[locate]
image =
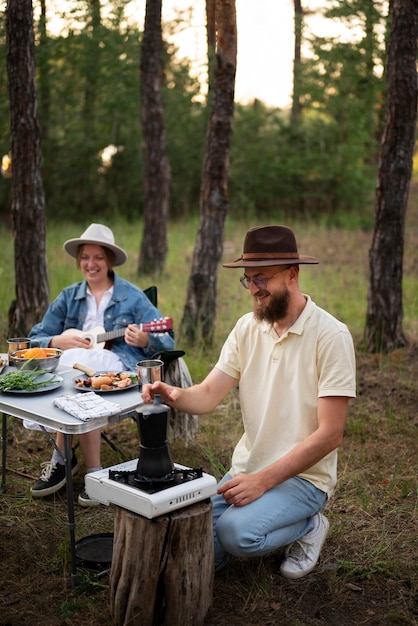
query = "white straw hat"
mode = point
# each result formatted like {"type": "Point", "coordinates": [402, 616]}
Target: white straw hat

» **What you have to do**:
Please restate the material word for word; the pictures stay out.

» **Expected answer**:
[locate]
image =
query = "white straw hat"
mode = point
# each result formatted like {"type": "Point", "coordinates": [402, 616]}
Target: white straw hat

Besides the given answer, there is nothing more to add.